WORK TO COMPLETE
Write the line that includes "Pass the picture above and point out the hat brim, giving" and all subsequent lines, exactly as written, and nothing more.

════════════════

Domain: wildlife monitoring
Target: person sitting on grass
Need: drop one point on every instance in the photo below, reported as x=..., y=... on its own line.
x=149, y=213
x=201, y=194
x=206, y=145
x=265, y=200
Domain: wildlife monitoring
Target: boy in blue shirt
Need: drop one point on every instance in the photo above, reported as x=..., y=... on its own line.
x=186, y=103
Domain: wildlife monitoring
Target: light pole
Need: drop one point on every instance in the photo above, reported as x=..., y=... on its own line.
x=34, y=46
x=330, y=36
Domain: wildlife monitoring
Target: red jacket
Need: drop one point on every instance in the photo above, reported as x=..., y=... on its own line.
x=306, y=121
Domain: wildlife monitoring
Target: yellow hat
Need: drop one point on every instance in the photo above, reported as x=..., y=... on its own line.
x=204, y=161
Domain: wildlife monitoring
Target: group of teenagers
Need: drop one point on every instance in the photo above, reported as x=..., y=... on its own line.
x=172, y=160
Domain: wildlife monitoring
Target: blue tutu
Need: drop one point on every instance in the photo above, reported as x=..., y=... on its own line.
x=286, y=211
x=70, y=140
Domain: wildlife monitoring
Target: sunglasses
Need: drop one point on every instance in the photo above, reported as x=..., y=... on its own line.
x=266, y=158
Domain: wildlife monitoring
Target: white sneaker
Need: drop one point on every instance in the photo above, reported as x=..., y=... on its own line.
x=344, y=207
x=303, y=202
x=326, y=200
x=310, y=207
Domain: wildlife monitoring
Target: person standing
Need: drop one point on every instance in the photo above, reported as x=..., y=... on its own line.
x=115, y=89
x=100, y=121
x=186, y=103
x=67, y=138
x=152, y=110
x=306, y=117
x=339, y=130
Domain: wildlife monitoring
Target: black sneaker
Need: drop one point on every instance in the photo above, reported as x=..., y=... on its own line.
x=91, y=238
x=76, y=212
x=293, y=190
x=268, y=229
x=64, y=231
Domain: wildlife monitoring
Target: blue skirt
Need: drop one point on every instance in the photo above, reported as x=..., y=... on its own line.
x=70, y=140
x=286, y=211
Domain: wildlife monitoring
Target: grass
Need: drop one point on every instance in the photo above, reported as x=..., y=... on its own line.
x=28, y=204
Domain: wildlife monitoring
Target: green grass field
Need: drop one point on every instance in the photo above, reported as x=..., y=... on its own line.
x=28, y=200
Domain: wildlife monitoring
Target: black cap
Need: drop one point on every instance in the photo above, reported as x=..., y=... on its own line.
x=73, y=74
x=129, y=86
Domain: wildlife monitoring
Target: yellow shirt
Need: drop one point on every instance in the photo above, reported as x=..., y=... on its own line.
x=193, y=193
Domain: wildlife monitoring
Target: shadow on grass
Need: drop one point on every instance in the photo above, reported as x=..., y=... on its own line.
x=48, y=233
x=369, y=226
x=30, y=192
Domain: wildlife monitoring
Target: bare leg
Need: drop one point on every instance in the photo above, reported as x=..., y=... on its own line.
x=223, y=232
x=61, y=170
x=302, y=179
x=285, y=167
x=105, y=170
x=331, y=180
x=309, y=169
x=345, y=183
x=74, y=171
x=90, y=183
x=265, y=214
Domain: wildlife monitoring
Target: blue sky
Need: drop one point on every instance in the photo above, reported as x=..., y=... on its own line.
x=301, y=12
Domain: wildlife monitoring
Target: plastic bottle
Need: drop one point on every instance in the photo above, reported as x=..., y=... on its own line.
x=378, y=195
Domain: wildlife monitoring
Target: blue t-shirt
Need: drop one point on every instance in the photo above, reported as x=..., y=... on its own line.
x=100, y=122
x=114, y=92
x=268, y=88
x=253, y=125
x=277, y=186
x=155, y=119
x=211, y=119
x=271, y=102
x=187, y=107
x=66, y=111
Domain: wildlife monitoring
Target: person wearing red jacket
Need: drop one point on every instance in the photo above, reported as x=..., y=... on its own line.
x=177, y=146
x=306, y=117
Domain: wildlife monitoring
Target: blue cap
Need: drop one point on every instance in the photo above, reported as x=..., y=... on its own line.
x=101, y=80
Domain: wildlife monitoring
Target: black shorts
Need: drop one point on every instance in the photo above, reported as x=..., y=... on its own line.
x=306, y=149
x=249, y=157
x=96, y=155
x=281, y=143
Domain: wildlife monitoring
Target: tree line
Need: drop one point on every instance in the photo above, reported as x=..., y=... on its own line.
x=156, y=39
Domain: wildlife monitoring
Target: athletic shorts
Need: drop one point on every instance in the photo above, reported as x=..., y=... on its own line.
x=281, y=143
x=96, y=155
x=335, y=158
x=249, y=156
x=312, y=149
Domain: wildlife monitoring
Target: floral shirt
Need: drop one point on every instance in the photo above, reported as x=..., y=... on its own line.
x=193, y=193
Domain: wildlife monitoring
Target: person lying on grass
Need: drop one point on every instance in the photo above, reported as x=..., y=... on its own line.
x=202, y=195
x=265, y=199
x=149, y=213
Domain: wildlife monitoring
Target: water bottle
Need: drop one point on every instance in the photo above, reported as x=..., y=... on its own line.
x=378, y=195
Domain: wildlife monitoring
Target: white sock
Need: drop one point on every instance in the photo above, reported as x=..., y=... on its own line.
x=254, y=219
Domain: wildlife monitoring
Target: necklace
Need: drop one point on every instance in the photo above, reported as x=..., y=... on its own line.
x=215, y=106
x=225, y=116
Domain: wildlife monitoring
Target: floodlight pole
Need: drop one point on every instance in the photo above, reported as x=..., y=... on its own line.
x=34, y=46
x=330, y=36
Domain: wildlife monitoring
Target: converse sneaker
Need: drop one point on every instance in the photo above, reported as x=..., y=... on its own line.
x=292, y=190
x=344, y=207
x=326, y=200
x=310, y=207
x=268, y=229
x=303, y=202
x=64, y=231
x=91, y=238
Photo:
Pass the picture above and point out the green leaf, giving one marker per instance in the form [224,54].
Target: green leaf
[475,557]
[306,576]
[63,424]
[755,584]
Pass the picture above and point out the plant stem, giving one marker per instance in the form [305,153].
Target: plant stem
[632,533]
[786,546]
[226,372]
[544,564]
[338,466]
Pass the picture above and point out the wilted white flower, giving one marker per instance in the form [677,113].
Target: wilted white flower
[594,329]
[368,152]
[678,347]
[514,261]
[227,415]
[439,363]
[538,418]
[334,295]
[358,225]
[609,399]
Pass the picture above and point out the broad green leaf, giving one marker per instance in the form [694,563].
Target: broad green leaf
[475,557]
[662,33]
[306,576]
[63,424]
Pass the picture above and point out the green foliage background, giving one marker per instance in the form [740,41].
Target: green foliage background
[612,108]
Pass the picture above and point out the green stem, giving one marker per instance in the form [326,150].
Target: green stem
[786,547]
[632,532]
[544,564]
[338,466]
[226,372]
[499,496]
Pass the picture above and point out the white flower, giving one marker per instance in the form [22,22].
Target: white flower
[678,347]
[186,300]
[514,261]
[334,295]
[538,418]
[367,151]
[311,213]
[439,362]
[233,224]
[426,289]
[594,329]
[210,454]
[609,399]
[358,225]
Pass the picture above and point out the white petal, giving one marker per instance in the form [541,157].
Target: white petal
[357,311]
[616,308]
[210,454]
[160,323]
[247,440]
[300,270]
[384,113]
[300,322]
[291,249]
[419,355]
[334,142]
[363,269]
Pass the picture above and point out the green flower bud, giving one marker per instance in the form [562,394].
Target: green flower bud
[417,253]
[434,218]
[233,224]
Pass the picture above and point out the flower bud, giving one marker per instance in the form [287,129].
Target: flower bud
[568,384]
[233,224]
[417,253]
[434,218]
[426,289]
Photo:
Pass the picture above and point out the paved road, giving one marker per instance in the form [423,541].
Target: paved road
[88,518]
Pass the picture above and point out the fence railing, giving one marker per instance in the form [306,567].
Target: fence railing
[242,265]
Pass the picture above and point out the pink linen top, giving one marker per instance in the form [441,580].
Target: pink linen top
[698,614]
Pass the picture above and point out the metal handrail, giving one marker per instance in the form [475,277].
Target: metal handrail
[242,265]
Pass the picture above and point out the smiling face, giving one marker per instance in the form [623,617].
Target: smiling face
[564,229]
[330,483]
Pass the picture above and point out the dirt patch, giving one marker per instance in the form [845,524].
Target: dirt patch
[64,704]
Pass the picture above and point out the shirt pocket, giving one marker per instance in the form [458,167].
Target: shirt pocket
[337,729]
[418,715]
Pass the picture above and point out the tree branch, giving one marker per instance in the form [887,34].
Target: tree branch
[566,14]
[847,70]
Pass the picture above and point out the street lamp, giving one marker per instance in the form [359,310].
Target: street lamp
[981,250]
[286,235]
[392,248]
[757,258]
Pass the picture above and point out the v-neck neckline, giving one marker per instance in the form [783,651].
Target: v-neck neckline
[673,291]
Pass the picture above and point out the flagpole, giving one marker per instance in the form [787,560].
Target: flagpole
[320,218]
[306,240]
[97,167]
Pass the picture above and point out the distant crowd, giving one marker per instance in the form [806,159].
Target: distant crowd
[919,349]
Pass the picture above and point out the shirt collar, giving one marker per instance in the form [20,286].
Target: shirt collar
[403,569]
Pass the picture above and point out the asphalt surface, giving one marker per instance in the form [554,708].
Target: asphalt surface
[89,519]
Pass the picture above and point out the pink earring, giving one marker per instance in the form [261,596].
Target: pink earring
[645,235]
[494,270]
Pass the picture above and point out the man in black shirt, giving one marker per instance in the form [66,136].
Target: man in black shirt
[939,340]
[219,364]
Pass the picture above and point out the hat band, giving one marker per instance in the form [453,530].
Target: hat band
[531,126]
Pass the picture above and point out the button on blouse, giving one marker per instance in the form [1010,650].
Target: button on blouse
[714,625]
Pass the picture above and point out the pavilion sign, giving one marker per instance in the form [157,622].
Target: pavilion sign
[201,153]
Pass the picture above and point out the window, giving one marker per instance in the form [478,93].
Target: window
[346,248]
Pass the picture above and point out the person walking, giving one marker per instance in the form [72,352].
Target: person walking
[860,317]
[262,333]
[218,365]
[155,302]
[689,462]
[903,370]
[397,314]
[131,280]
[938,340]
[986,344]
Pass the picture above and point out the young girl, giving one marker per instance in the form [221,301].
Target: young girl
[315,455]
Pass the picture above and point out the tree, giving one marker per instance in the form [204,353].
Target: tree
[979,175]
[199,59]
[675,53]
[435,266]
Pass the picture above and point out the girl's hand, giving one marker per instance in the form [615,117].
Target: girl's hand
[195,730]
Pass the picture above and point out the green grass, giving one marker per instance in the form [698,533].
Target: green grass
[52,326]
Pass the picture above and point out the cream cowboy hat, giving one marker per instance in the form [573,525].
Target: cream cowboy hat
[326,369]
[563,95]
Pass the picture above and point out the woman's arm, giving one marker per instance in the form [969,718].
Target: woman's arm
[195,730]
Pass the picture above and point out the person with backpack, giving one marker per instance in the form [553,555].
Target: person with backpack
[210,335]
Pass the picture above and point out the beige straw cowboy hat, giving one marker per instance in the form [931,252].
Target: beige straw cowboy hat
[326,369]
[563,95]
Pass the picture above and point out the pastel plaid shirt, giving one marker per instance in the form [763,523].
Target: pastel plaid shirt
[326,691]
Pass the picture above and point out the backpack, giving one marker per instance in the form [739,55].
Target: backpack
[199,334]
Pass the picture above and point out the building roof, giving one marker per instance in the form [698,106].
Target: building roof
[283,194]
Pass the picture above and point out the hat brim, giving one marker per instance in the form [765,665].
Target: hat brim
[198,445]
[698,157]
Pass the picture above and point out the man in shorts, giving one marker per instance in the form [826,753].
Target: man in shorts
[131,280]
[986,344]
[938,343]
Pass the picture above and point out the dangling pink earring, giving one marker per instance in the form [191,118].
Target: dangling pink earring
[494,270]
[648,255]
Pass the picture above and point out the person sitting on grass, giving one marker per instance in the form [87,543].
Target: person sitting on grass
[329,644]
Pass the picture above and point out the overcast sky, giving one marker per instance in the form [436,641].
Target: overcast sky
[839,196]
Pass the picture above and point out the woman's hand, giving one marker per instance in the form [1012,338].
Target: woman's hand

════════════════

ANSWER TO THE EXERCISE
Pass the picture above and point out the hat brim, giving one marker per instance in the form [765,665].
Target: hat brim
[198,445]
[698,157]
Pass the picture above and point out the man in shorts, giving one marker per instance in the form [826,753].
Target: man in shorts
[131,280]
[986,344]
[938,343]
Pass the picture above and point out the dangling pink earring, giving one marker per instance in the form [191,118].
Target: dangling pink earring
[494,270]
[648,255]
Pass the picture above and point out the person sitting on grass, giving one marker per instance in the form [87,543].
Target: person sitting on grass
[329,644]
Pass the picture above and point out the overcast sky, giving one marker per instance in the form [436,641].
Target: overcast sky
[839,196]
Pass the picture above and point out the woman's hand, giving one marker per instance in the form [1012,338].
Target: woman's hand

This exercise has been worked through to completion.